Tasks to complete
[1] In the passage on Trump and masks, print the stretch from "Trump first publicly" through "on Aug. 14." word for word.
[2] Answer these questions from the passage on Trump and masks:
(a) On what date did Trump first publicly wear a mask?
(b) How many Americans does the passage say the virus has killed?
(c) In which state did Ivanka Trump wear a mask on Wednesday?
[3] Which states does the passage on Trump and masks say Trump traveled to after last week's convention events, meeting officials and residents without a mask? List them all.

Excerpted passage
*** Block opens ***
Trump first publicly wore a mask on July 11 during a visit to Walter Reed National Military Medical Center, to acclaim from aides. He wore them sporadically through the summer, including while visiting his ailing brother, Robert Trump, in the hospital on Aug. 14.

But as of late, he’s gone bare-faced. Trump twice attended large Republican National Convention events last week without wearing a mask. Almost no one else wore one, either.

He has since traveled to New Hampshire, Louisiana, Texas, Wisconsin and, on Wednesday, North Carolina, in each case meeting with local officials and residents without wearing a mask. His top aides also generally don’t wear face coverings.

Trump’s rejection of masks mirrors his broader rebuke of public health practices to fight the virus, which has killed more than 183,000 Americans. Trump at one point retweeted a Fox News personality who ridiculed Joe Biden for wearing a mask, and in May the president called a reporter “politically correct” for wearing one. But he pivoted sharply in July as cases of the virus surged, leading to the Walter Reed photograph.

It didn’t last. As he urged Americans to reopen the country and brave the coronavirus themselves by returning to work and school, Trump set his own mask aside.

Tested regularly

He has said he personally doesn’t need one because he and those around him are tested regularly, though the tests are not 100% accurate. His refusal to regularly cover his face has helped make masks a partisan issue, with surveys showing Democrats are still likelier to wear one in public than Republicans.

Scores of health officials, including the U.S. Surgeon General and the director of the Centers for Disease Control and Prevention, have urged Americans to wear masks. Ivanka Trump, the president’s daughter and a White House senior adviser, wore a mask Wednesday during an event in Michigan.
*** Block closes ***
Information provided
*** Block opens ***
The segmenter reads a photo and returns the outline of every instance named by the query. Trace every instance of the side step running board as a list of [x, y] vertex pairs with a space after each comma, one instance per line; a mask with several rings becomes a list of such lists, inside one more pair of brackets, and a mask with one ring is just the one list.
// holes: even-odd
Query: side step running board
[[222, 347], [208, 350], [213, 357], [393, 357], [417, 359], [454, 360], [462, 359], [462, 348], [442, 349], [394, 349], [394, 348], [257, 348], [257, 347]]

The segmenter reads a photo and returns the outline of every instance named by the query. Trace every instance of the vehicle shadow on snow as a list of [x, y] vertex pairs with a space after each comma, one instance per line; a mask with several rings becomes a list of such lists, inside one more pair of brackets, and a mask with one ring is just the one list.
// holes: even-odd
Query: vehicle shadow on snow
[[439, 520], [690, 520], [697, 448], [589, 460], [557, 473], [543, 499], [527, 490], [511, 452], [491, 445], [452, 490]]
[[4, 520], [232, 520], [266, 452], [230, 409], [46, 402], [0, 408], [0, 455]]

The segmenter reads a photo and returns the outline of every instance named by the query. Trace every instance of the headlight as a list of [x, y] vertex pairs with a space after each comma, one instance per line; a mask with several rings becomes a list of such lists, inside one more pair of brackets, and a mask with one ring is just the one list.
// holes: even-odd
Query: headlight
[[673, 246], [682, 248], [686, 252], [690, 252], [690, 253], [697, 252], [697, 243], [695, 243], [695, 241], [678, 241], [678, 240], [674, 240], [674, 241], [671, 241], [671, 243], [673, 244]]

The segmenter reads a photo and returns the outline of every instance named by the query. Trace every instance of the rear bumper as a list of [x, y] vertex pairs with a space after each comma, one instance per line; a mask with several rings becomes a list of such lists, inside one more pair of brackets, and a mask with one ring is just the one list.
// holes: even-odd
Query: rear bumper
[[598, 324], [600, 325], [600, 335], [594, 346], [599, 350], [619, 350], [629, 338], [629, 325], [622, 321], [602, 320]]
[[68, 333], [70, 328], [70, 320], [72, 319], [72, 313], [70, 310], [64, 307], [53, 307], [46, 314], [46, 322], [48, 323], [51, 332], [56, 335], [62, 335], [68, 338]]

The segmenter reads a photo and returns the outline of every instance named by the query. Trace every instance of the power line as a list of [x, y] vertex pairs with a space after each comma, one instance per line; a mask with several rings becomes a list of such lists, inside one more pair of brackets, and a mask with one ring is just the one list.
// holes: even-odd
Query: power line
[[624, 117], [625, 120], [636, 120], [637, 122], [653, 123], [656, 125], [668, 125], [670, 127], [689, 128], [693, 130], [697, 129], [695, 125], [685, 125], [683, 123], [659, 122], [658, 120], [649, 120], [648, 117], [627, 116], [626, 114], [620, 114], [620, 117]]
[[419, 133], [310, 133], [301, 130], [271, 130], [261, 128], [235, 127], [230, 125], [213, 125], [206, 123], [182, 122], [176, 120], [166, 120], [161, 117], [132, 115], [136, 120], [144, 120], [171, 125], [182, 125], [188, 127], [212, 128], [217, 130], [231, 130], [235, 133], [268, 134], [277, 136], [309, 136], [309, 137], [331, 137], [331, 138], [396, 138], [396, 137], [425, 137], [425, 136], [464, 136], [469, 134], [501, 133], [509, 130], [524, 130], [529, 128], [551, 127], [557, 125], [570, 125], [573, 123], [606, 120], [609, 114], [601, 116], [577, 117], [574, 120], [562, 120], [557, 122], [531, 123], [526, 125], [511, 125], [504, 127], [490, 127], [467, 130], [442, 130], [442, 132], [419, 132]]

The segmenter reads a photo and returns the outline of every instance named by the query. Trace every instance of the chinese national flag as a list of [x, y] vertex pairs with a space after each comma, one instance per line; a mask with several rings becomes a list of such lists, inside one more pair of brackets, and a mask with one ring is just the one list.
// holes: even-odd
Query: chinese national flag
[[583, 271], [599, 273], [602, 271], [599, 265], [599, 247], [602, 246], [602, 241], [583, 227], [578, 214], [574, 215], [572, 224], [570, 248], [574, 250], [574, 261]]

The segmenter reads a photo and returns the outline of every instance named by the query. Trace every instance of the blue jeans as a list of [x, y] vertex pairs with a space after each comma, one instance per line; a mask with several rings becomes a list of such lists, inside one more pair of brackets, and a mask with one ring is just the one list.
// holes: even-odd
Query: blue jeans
*** Block closes ***
Solutions to each task
[1]
Trump first publicly wore a mask on July 11 during a visit to Walter Reed National Military Medical Center, to acclaim from aides. He wore them sporadically through the summer, including while visiting his ailing brother, Robert Trump, in the hospital on Aug. 14.

[2]
(a) July 11
(b) More than 183,000
(c) Michigan

[3] New Hampshire, Louisiana, Texas, Wisconsin, North Carolina